* TEXT
▼▼▼

11. It has been well-settled since long that the lawyers appointed by the State Government to conduct its case cannot claim, as a matter of right, that their term should be extended or they should be appointed against the vacancies. But as held by Hon'ble Supreme Court in Harpal Singh Chauhan (supra) they can certainly, raise a grievance that either they have not received the fair. Just and reasonable treatment by the appointing authority or that the procedure prescribed in the Code and in the Manual, have not been followed. Although power has been vested in a particular authority, in subjective terms, still judicial review is permissible.

12. It was further observed by Hon'ble Supreme Court in Harpal Singh Chauhan (supra) that while exercising the power of judicial review even in respect of appointment of members of the legal profession as District Government Counsel, the Court can examine whether there was any infirmity in the "decision making process", of course, while doing so. the Court, cannot substitute its own judgment, over the final decision taken in respect of selection of persons for those posts. But the Court can interfere if it is satisfied that there is patent infraction of the statutory provisions of the Code.

13. The quality of the work which is assigned to Government counsel is to be judged and assessed by the District and Sessions Judge and the District Magistrate in consultation with the Sessions Judge, prepare a panel of the persons who was, in his opinion fit to be appointed as Public Prosecutor or Additional Public Prosecutor for the district ; meaning thereby that the District Magistrate has not been given a free hand to prepare a panel of the persons, who in his opinion is fit to be appointed as Public Prosecutor or Additional Public Prosecutor in the district. The exercise of such a power must be in consultation with the District Judge. The recommendation so made in consultation with the District Judge is to be taken into account by the State Government while appointing Public Prosecutor or Additional Public Prosecutor or renewal of their terms.

▲▲▲

Rows from a pointing dataset:
▼▼▼

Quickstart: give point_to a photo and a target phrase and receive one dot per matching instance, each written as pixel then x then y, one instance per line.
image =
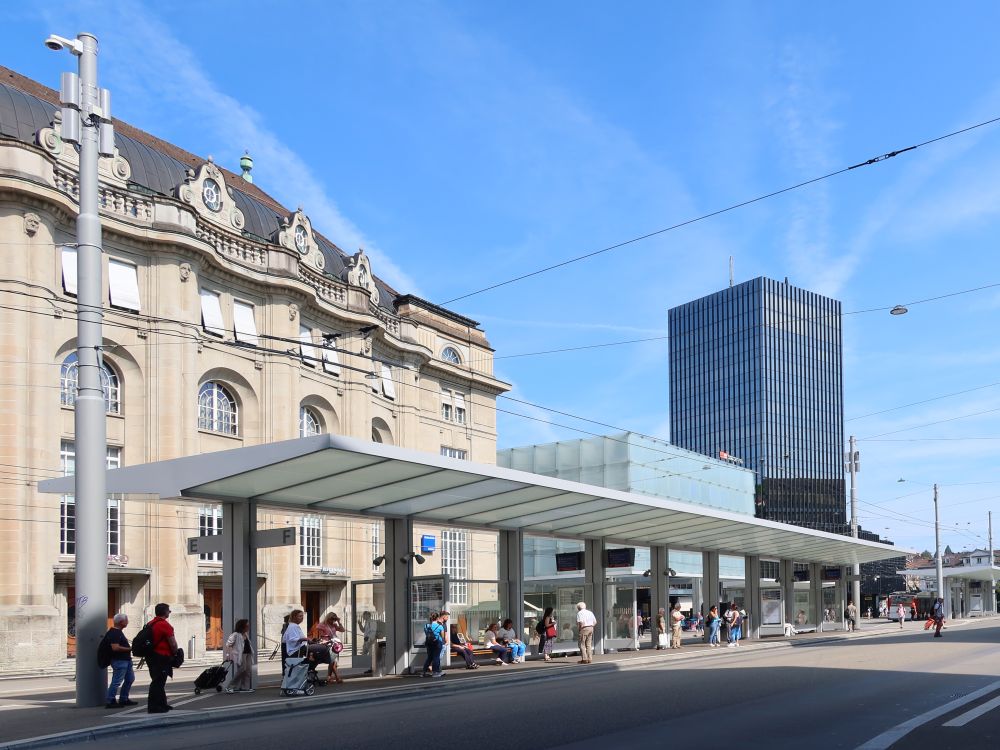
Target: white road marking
pixel 892 736
pixel 963 719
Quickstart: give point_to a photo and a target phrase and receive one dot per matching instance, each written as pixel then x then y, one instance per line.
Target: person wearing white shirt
pixel 586 621
pixel 294 637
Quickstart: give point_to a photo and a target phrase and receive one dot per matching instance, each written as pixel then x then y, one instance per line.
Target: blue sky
pixel 466 143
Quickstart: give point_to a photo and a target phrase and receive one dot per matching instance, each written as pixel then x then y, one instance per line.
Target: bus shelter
pixel 529 512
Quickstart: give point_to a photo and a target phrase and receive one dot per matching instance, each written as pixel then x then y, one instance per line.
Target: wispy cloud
pixel 183 91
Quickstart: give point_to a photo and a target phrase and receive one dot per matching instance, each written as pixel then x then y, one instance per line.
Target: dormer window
pixel 301 238
pixel 211 194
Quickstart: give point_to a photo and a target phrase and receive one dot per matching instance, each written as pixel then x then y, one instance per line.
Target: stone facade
pixel 397 371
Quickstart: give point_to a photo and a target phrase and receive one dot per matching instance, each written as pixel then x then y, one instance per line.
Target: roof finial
pixel 246 164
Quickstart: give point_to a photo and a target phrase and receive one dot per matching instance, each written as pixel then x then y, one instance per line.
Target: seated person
pixel 492 642
pixel 460 645
pixel 508 635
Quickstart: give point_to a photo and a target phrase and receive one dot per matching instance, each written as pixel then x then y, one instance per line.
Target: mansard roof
pixel 27 106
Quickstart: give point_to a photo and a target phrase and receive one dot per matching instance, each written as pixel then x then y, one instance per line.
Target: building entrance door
pixel 213 619
pixel 627 615
pixel 368 617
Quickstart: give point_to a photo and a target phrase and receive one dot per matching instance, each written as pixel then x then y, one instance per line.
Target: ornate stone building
pixel 230 321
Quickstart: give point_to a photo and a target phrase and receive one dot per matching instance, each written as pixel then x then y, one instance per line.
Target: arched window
pixel 309 422
pixel 217 409
pixel 69 381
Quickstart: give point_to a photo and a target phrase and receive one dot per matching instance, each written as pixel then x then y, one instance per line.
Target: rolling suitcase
pixel 213 677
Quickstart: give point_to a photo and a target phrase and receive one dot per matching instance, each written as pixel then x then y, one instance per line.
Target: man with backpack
pixel 157 645
pixel 434 641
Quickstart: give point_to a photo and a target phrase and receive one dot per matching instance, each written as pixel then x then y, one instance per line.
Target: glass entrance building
pixel 756 378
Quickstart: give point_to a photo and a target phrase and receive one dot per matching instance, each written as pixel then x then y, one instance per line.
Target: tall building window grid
pixel 67 504
pixel 69 381
pixel 309 422
pixel 376 540
pixel 453 408
pixel 455 563
pixel 755 370
pixel 210 524
pixel 311 542
pixel 217 410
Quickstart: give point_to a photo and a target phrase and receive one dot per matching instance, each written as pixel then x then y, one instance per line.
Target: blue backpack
pixel 431 633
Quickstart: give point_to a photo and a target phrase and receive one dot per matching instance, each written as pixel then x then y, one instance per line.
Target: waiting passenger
pixel 492 642
pixel 460 645
pixel 508 635
pixel 714 622
pixel 327 632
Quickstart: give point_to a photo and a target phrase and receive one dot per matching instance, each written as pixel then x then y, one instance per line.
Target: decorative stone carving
pixel 295 233
pixel 48 138
pixel 358 272
pixel 206 191
pixel 31 223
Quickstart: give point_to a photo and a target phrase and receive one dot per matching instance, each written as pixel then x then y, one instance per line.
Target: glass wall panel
pixel 554 576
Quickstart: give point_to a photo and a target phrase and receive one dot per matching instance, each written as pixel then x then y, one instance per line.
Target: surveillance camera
pixel 56 43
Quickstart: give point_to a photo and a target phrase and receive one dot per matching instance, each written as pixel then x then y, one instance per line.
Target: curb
pixel 282 707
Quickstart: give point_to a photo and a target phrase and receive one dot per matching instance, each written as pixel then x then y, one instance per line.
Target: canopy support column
pixel 816 594
pixel 239 569
pixel 788 589
pixel 398 543
pixel 710 584
pixel 511 557
pixel 751 593
pixel 659 594
pixel 593 556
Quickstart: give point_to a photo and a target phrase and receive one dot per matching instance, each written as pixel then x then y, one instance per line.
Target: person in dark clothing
pixel 122 674
pixel 162 660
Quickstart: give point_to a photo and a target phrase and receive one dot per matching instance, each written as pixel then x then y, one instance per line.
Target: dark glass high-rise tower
pixel 756 374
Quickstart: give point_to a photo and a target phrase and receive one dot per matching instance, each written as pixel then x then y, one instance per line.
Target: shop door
pixel 213 619
pixel 71 617
pixel 621 620
pixel 368 620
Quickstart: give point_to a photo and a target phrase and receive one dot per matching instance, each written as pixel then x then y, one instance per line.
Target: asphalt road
pixel 839 695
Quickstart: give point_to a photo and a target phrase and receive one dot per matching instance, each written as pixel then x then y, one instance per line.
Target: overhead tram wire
pixel 718 212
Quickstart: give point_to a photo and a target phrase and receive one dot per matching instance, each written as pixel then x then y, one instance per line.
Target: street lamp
pixel 939 566
pixel 86 120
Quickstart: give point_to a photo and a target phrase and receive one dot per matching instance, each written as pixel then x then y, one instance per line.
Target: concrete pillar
pixel 816 594
pixel 593 555
pixel 710 579
pixel 239 568
pixel 398 542
pixel 511 557
pixel 788 589
pixel 659 564
pixel 754 604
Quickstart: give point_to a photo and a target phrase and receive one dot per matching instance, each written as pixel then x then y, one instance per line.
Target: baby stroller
pixel 299 675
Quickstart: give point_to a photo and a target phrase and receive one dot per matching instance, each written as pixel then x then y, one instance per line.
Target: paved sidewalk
pixel 44 707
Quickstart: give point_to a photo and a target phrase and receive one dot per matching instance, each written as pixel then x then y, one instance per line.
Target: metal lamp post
pixel 86 120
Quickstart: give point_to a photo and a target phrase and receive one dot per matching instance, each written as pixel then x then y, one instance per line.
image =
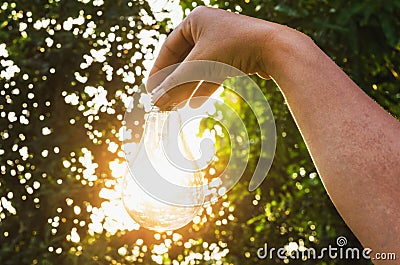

▲▲▲

* WHAT YOU WILL DO
A. According to the judgment excerpt on appointing Government counsel, what may the Court examine when it exercises judicial review over the appointment of District Government Counsel?
B. Go on with the judgment excerpt on appointing Government counsel, picking up after its final sentence.

* FINAL ANSWERS
A. Whether there was any infirmity in the "decision making process".

B.
14. The scope of judicial review in the matter of appointment or renewal of Public Prosecutor or Addl. Public Prosecutor is limited to the extent that if the Court finds that in the "decision making process", the State Government has acted arbitrarily ; meaning thereby ; that if its decision is not in conformity with Article 14 of the Constitution, which is the sworn enemy of arbitrariness appear to be unjust, unfair and unreasonable then the Court can set at naught such a decision.

15. In view of the aforesaid reason, we are of the view that although the State is free to choose its counsel either on criminal or civil side and the lawyers cannot claim their appointment or renewal as Government counsel, but while doing so. if it appears that the action of the State smacks from the vice of arbitrariness, meaning thereby that it appears to be unfair, unjust and unreasonable. the Court, can intervene.

16. In State of U. P. v. Ramesh Chandra Sharma and others, AIR 1996 SC 864, Hon'ble J. S. Verma, J.. speaking for the Bench observed :

"In view of the clear provision in clause (3) of para 7.06 that 'appointment of any legal practitioner as a District Government Counsel is only professional engagement', it is difficult to appreciate the submission for which sustenance is sought from the provisions contained in the same Manual. The appointment being for a fixed term and requiring express renewal in the manner provided in the Manual, there is no basis to contend that it is not a professional engagement of a legal practitioner but appointment to post in Government service which continues till attaining the age of superannuation. In the earlier decisions of this Court including Shriekha Vidyarthi. AIR 1991 SC 537 (supra), the appointment of District Government Counsel under the Manual has been understood only as a professional engagement of a legal practitioner. This contention is, therefore, rejected."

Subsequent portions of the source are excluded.